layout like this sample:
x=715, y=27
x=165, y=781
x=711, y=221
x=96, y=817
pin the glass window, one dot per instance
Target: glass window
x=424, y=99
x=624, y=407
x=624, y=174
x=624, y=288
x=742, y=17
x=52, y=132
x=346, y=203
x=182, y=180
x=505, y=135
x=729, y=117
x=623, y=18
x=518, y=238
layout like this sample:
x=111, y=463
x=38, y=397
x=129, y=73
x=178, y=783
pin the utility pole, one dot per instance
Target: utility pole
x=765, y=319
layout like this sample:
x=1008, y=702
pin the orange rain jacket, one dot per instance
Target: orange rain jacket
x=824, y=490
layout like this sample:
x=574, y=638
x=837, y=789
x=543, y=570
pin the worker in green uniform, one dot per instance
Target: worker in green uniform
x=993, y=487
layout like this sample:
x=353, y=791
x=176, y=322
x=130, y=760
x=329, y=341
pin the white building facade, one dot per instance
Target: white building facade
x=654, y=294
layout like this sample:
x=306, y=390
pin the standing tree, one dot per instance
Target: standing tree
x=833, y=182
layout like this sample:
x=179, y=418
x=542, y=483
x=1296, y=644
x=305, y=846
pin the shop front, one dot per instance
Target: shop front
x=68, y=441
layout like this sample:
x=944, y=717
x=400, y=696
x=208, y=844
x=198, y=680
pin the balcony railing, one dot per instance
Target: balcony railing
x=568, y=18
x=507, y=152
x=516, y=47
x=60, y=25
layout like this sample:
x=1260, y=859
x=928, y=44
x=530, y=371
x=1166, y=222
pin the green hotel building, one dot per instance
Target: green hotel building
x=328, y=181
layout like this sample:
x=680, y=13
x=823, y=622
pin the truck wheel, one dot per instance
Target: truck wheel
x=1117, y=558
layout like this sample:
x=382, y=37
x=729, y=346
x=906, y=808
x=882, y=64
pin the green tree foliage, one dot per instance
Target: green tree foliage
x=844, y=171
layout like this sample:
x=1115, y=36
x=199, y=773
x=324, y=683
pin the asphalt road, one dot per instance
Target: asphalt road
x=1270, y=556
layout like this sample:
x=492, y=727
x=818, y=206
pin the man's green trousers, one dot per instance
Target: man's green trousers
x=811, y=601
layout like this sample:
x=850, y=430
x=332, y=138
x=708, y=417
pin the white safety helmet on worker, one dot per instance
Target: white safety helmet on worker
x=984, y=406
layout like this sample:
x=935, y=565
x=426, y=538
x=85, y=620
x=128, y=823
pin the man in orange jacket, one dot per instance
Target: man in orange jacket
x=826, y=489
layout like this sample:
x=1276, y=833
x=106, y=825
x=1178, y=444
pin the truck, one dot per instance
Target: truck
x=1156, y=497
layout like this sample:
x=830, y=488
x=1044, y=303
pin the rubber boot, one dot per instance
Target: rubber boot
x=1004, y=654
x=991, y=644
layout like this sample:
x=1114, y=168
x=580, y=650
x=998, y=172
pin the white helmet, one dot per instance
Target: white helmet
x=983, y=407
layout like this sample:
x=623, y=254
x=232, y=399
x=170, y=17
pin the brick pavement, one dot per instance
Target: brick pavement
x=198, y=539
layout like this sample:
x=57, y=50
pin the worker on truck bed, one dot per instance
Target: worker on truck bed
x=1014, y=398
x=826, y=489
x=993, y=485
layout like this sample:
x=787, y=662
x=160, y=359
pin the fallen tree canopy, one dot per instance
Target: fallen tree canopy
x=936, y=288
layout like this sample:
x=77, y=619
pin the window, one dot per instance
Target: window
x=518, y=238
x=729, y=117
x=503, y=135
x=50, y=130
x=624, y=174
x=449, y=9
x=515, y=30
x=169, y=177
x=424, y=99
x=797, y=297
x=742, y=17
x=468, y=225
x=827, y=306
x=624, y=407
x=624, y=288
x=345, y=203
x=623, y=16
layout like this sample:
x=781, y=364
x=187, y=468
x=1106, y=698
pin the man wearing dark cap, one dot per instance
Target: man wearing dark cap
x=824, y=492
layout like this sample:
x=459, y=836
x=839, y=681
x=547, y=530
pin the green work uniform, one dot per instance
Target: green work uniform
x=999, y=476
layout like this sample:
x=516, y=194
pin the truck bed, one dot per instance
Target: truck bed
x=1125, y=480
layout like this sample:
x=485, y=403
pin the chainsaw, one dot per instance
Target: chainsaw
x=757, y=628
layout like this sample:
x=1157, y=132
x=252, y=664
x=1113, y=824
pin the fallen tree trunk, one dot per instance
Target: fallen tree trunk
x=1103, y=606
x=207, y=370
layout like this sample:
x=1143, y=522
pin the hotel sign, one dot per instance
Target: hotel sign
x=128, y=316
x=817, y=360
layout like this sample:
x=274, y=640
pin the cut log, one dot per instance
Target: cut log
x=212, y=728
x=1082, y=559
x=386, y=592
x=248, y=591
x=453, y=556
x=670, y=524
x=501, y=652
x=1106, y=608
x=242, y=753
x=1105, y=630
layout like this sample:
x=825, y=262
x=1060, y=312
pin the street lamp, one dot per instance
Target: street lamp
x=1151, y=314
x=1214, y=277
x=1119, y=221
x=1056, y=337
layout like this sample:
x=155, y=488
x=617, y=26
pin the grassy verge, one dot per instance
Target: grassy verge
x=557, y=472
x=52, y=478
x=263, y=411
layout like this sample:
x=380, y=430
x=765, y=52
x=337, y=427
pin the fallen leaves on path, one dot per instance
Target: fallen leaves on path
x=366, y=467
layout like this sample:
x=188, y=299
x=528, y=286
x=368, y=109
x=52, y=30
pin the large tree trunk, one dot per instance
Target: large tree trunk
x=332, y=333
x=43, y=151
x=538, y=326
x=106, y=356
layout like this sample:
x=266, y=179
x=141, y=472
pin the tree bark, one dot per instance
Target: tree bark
--*--
◆ What the task requires: Retype each entry exactly.

◆ Answer below:
layout like this sample:
x=715, y=27
x=165, y=781
x=711, y=221
x=96, y=817
pin the glass window, one dot per instance
Target: glass window
x=424, y=99
x=624, y=407
x=624, y=174
x=624, y=288
x=742, y=17
x=52, y=132
x=346, y=203
x=182, y=180
x=505, y=135
x=729, y=117
x=623, y=18
x=518, y=238
layout like this sample:
x=111, y=463
x=38, y=397
x=129, y=73
x=178, y=783
pin the utility pole, one dot per instance
Target: utility pole
x=765, y=319
layout like this sample:
x=1008, y=702
pin the orange rain jacket, one dot per instance
Target: orange rain jacket
x=824, y=490
layout like this sample:
x=574, y=638
x=837, y=789
x=543, y=570
pin the worker in green uniform, one dot per instance
Target: worker in green uniform
x=993, y=487
layout like this sample:
x=353, y=791
x=176, y=322
x=130, y=760
x=329, y=341
pin the white building facade, one dot per instance
Target: white building facade
x=654, y=294
layout like this sample:
x=306, y=390
pin the standing tree, one dot per instance
Target: standing tree
x=833, y=182
layout like this sample:
x=179, y=418
x=542, y=483
x=1296, y=644
x=305, y=846
pin the shop front, one dot per instance
Target: shop front
x=68, y=441
layout like this sample:
x=944, y=717
x=400, y=696
x=208, y=844
x=198, y=680
pin the balcony railing, one dot per instance
Target: balcony railing
x=568, y=18
x=507, y=152
x=516, y=47
x=60, y=25
layout like this sample:
x=1260, y=859
x=928, y=44
x=530, y=371
x=1166, y=222
pin the green hotel building, one dot per instance
Target: green hotel building
x=328, y=181
layout like this sample:
x=680, y=13
x=823, y=622
pin the truck wheel, one dot per instance
Target: truck wheel
x=1117, y=558
layout like this sample:
x=382, y=37
x=729, y=346
x=906, y=808
x=882, y=64
pin the green tree foliage, one dot per instance
Target: green tree foliage
x=844, y=171
layout like this sample:
x=1115, y=36
x=199, y=773
x=324, y=683
pin the asphalt road, one dot per instance
Target: asphalt road
x=1270, y=556
layout like this sample:
x=492, y=727
x=818, y=206
pin the man's green trousers, one dot per instance
Target: man's green trousers
x=811, y=601
layout like this sample:
x=850, y=430
x=332, y=138
x=708, y=417
pin the white safety helmet on worker, one dot per instance
Target: white safety helmet on worker
x=984, y=406
layout like this sample:
x=935, y=565
x=426, y=538
x=85, y=620
x=128, y=823
pin the man in orange jacket, one dot per instance
Target: man in orange jacket
x=826, y=489
layout like this sample:
x=1276, y=833
x=106, y=825
x=1178, y=444
pin the truck, one dot per instance
Target: truck
x=1156, y=497
layout like this sample:
x=830, y=488
x=1044, y=303
pin the rubber boot, one dot per instance
Target: rubber boot
x=1004, y=654
x=991, y=644
layout like this sample:
x=1114, y=168
x=580, y=650
x=998, y=172
pin the white helmet, one dot per instance
Target: white helmet
x=983, y=407
layout like this sample:
x=623, y=254
x=232, y=399
x=170, y=17
pin the brick pavement, one dot per instance
Target: brick pavement
x=198, y=539
layout like this sample:
x=57, y=50
pin the worker on truck bed, one dot per instance
Target: worker on truck bed
x=1014, y=398
x=826, y=489
x=993, y=485
layout like this sample:
x=787, y=662
x=160, y=359
pin the fallen tree canopy, one dot per instance
Target: fallen tree canopy
x=936, y=288
layout like this sample:
x=77, y=619
pin the window, one dot per instance
Target: window
x=518, y=238
x=729, y=117
x=503, y=135
x=50, y=130
x=624, y=174
x=449, y=9
x=515, y=30
x=169, y=177
x=424, y=99
x=797, y=297
x=742, y=17
x=468, y=225
x=827, y=306
x=624, y=407
x=624, y=288
x=345, y=203
x=623, y=16
layout like this sample:
x=781, y=364
x=187, y=468
x=1106, y=698
pin the man wearing dark cap, one dot per instance
Target: man wearing dark cap
x=824, y=492
layout like this sample:
x=459, y=836
x=839, y=681
x=547, y=530
pin the green work uniform, one dot per instance
Target: green work uniform
x=999, y=476
layout like this sample:
x=516, y=194
pin the truck bed, one dot per instance
Target: truck bed
x=1125, y=480
layout like this sample:
x=485, y=403
pin the chainsaw, one dot per instance
Target: chainsaw
x=757, y=628
layout like this sample:
x=1157, y=132
x=252, y=664
x=1113, y=824
pin the fallen tree trunk, one dot per instance
Target: fallen tree trunk
x=1103, y=606
x=207, y=370
layout like this sample:
x=1143, y=522
pin the hotel sign, one dot per instance
Target: hotel sign
x=128, y=316
x=817, y=360
layout like this sample:
x=274, y=640
pin the cut log, one dot per instance
Target: cut log
x=212, y=728
x=1082, y=559
x=386, y=592
x=248, y=591
x=453, y=556
x=670, y=524
x=501, y=652
x=1106, y=608
x=242, y=753
x=1105, y=630
layout like this sample:
x=825, y=262
x=1060, y=312
pin the street lamp, one dot per instance
Target: street lamp
x=1151, y=314
x=1214, y=277
x=1119, y=221
x=1056, y=337
layout like this sample:
x=155, y=488
x=617, y=26
pin the grassy verge, one dot per instance
Target: grassy verge
x=557, y=472
x=52, y=478
x=263, y=411
layout like this sample:
x=380, y=430
x=765, y=52
x=337, y=427
pin the fallen leaves on path, one dot per instance
Target: fallen leaves on path
x=366, y=467
layout like this sample:
x=188, y=299
x=528, y=286
x=368, y=109
x=52, y=30
pin the large tree trunk, one dot per instance
Target: large tree trunk
x=332, y=333
x=43, y=151
x=538, y=326
x=106, y=356
layout like this sample:
x=266, y=179
x=141, y=472
pin the tree bark, one dot per instance
Target: tree bark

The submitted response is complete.